>>>

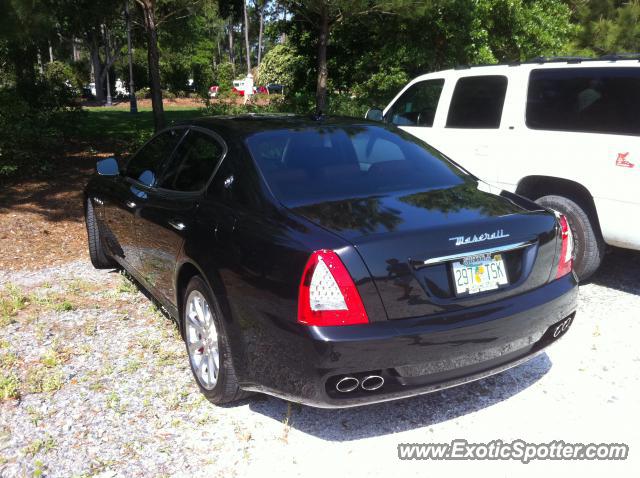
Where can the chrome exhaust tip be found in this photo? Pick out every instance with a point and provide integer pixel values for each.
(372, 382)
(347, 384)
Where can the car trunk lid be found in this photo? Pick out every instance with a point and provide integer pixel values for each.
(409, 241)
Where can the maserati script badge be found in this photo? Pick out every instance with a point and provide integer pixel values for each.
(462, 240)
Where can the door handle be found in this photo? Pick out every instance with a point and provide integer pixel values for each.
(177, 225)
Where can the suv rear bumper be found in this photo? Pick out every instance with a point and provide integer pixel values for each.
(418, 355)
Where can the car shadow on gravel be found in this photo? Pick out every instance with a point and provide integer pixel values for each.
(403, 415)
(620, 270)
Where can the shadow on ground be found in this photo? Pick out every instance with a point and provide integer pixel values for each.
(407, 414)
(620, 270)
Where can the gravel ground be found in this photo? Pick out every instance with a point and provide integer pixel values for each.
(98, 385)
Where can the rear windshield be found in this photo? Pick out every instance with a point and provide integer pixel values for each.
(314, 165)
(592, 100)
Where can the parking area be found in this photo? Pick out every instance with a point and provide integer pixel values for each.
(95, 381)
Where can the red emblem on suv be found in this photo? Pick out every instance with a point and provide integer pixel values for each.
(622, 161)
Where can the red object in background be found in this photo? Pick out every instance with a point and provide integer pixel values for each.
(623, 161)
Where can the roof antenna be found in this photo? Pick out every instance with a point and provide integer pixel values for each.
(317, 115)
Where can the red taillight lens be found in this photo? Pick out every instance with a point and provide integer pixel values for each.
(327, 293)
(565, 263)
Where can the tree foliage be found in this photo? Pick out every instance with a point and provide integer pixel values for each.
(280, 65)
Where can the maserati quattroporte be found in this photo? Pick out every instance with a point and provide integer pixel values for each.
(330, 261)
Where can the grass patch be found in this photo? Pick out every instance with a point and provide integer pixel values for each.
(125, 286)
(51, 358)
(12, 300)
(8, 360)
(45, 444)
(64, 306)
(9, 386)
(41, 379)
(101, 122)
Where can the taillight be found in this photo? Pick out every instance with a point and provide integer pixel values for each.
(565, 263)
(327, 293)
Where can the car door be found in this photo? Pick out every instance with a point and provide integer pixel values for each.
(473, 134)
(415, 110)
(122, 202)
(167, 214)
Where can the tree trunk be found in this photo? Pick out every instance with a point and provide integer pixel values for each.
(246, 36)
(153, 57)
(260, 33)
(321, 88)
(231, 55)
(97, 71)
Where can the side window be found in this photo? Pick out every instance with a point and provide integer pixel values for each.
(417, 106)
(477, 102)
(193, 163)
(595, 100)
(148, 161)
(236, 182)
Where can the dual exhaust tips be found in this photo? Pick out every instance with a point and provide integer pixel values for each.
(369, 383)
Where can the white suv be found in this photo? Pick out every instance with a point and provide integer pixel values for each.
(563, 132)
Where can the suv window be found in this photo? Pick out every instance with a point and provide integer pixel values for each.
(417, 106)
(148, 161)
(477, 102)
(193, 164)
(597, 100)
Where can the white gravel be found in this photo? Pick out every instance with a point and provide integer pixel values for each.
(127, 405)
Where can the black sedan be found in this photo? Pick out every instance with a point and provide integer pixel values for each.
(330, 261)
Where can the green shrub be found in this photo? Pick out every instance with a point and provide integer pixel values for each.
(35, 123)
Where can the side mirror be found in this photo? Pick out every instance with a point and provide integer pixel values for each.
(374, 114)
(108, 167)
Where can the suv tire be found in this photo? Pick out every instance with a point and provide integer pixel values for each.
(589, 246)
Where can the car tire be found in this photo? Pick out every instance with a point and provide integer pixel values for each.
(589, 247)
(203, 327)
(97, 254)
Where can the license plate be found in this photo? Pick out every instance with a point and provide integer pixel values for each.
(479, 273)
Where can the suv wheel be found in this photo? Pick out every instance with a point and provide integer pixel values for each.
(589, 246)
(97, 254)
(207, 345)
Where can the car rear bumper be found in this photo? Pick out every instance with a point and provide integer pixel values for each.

<<<

Direction
Skip the pictures and transcribe the rest of the records exactly.

Response to this exercise
Where can the chrome exhaust tip be found in this photo? Pick out every instance with a point and provide integer pixel values for each.
(372, 382)
(347, 384)
Where can the car trunk lid be found in this photo? Pick out every instance with a point and provide integer pixel values for each.
(409, 241)
Where can the maserati script badge be found in this photo? Pick out every instance with a point and provide integer pixel values for each.
(462, 240)
Where can the door handle be found in this photo? Pick out every instance with a point and provide integer pixel values for each.
(177, 225)
Where can the suv rear bumper be found in this photo? Pick out every instance with a point and provide integer pixel values for each.
(418, 355)
Where can the car shadow on gravel be found in this photo? Pick out every instance with a point and provide integer pixel values for each.
(403, 415)
(620, 270)
Where can the shadow on ground be found in this photo? Pick out every instance with a point and provide integer pixel values for each.
(407, 414)
(620, 270)
Where can the gravel ground be found in this photo? Pick out every instance with a point and provide integer pixel values for each.
(98, 385)
Where can the rear windshield be found in this photo? Pick out every instance with a point and provide integer pixel values for each.
(314, 165)
(592, 100)
Where can the parking area be found in this photo? Pick out every instance with a point and provide integer pixel values for each.
(95, 381)
Where can the red emblem on suv be found in this photo? Pick out every instance with a point and provide integer pixel values for each.
(622, 161)
Where can the red object in background be found in this photo? Pick out every instance with a point and provide integer pixel values for each.
(623, 161)
Where can the roof antenna be found in this photo? Pick out every instance with a point and provide integer pixel values for each.
(317, 115)
Where can the red taillight lens be found in this photo? Pick out every instance with a point and provide integer pixel values for each.
(327, 293)
(565, 263)
Where can the tree foliage be found in this photo? Pick out every instance with a point and provide integer pixel values for each.
(280, 65)
Where can the maserati quattroporte be found in this photo? Pick out every instance with a point and provide integer pixel values for each.
(330, 261)
Where can the grass patch be found in this photo? Pick out every instance with a point and provide integer pixel values for each.
(125, 286)
(51, 358)
(12, 300)
(8, 360)
(45, 444)
(64, 306)
(9, 386)
(41, 379)
(101, 122)
Where can the taillight be found in this photo? Pick out every instance with a point and provide integer pixel values for each.
(565, 263)
(327, 293)
Where can the car door be found in this photo? Pick out every instance with a point and provide integer pixel values for each.
(473, 134)
(415, 110)
(122, 202)
(167, 214)
Where can the tree trunk be found in this photo? Pick out every instance with a point and provide integer pixel values for each.
(246, 36)
(153, 57)
(260, 33)
(321, 88)
(231, 55)
(97, 71)
Where can the side window be found in this photo? Pick out every instance with a point and provide integer pixel values for each.
(417, 106)
(477, 102)
(193, 163)
(595, 100)
(148, 161)
(236, 182)
Where can the dual exhaust tips be found in this photo? Pick out every instance with a point and provide integer pixel values for each.
(369, 383)
Where can the white suv be found in this photo? Pick out every instance with a point and provide integer pixel values for each.
(563, 132)
Where can the suv window be found in this photo? Pick out every instance with a point and provide integer pixel values for each.
(417, 106)
(148, 161)
(477, 102)
(193, 164)
(597, 100)
Where can the white gravel be found in this photo? Pick out every instance with a point and provide integer pixel values for each.
(127, 405)
Where can the black sedan be found in this photo? Pick out every instance with a point and provide integer pixel values for each.
(330, 261)
Where can the green shrub be found in this photo? Pick out every instance with a point and provide integer pixel values for each.
(35, 123)
Where can the side mirror be found in this photo? Pick out every instance with a point and provide integer pixel values for each.
(374, 114)
(108, 167)
Where can the suv tire be found in this photo? Pick out every instance with a point and provide integer pixel values for each.
(589, 246)
Where can the car tire be found in this photo? Pick out every instance with a point and provide integer pixel values for each.
(589, 247)
(203, 327)
(97, 254)
Where can the license plate be found in this photo? Pick out every instance with a point and provide integer pixel values for each.
(479, 273)
Where can the suv wheel be found in this photo? Pick out every instance with a point and provide integer pixel values for each.
(589, 246)
(97, 254)
(207, 345)
Where can the car rear bumper be found in this photo? Pick out every instance with a point and provide integer pixel values for each.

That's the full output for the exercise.